───── QUOTED PASSAGE ─────

I didn’t break my wrench on your face..

Paris Agreement

We the American People of the United States stand a little disfigured and disenfranchised. The man who somehow became our president has pulled us out of the Paris Agreement. I, for one, am signing several petitions a day.

So I’m adding one here:

This goes beyond riding bikes, fixing problems in the shop, and eating yummy food. We have a president running our country who is in so deep with big business that he’s doing all he can to dismiss any science, any effort, any funding that might hinder the profitability of his cronies. Oil and coal seem to be his favorite. He says it’s for maintaining those jobs but clean and renewable energies already employ more people than the dirty, non-renewables.

He doesn’t seem to give a damn about the environment and if he came in to have his bike worked on he’d leave with a wrench stuck in his face. He is intentionally trying to debunk science about climate change. He’s put a big oil guy, Scott Pruitt, as director of the EPA. He wants to mine the resources found in our national monuments and parks. But the thing is, the information is already available and you can’t just shut this down and blind the people from what’s happening. So please, do your part.

─────

EXERCISES TO COMPLETE
**a)** Answer these questions about the post on the Paris Agreement:
(i) What does the writer say they sign several of each day?
(ii) Which two energy sources does the post say seem to be the president's favorite?
(iii) Whom has the president put in as director of the EPA?
**b)** Write out the post on the Paris Agreement word for word, from "This goes beyond" to "the dirty, non-renewables.".

───── EXCERPTED RECORDS ─────

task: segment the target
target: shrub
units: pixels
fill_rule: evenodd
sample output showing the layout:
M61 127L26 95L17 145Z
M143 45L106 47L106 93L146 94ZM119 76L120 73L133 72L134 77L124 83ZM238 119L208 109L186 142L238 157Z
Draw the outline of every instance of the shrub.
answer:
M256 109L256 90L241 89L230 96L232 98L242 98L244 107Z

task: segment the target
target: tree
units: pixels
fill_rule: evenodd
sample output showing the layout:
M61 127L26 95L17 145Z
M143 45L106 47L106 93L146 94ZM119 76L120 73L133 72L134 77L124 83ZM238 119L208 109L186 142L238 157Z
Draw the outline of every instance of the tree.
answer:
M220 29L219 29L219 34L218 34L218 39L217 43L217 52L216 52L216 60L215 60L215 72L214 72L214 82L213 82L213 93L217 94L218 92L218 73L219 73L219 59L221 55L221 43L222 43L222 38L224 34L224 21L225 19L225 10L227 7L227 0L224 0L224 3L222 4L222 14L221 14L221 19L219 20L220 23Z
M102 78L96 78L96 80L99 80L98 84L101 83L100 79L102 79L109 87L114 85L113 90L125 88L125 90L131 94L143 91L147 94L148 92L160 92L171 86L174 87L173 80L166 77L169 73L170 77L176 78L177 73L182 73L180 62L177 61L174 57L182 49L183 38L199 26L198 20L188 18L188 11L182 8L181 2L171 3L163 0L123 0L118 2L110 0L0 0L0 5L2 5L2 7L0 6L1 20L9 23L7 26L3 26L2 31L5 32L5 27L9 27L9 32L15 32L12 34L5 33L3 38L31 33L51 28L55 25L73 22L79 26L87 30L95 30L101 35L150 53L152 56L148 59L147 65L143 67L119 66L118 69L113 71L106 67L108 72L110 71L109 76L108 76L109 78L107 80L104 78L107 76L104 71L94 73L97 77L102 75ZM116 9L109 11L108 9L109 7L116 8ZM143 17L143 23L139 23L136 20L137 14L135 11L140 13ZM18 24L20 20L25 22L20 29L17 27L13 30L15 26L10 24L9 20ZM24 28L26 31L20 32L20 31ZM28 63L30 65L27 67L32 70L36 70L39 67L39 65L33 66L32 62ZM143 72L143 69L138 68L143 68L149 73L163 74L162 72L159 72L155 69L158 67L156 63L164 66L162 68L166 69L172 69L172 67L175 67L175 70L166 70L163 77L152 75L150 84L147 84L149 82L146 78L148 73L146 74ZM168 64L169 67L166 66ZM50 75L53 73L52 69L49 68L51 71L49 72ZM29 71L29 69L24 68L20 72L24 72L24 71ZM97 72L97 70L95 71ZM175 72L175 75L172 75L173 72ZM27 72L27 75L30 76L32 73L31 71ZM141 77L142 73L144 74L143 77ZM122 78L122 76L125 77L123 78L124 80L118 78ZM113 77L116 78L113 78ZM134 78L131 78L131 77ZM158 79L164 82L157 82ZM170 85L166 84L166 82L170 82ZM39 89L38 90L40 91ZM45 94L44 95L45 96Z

─────

TASK RESPONSES
**a)**
(i) Petitions
(ii) Oil and coal
(iii) Scott Pruitt

**b)**
This goes beyond riding bikes, fixing problems in the shop, and eating yummy food. We have a president running our country who is in so deep with big business that he’s doing all he can to dismiss any science, any effort, any funding that might hinder the profitability of his cronies. Oil and coal seem to be his favorite. He says it’s for maintaining those jobs but clean and renewable energies already employ more people than the dirty, non-renewables.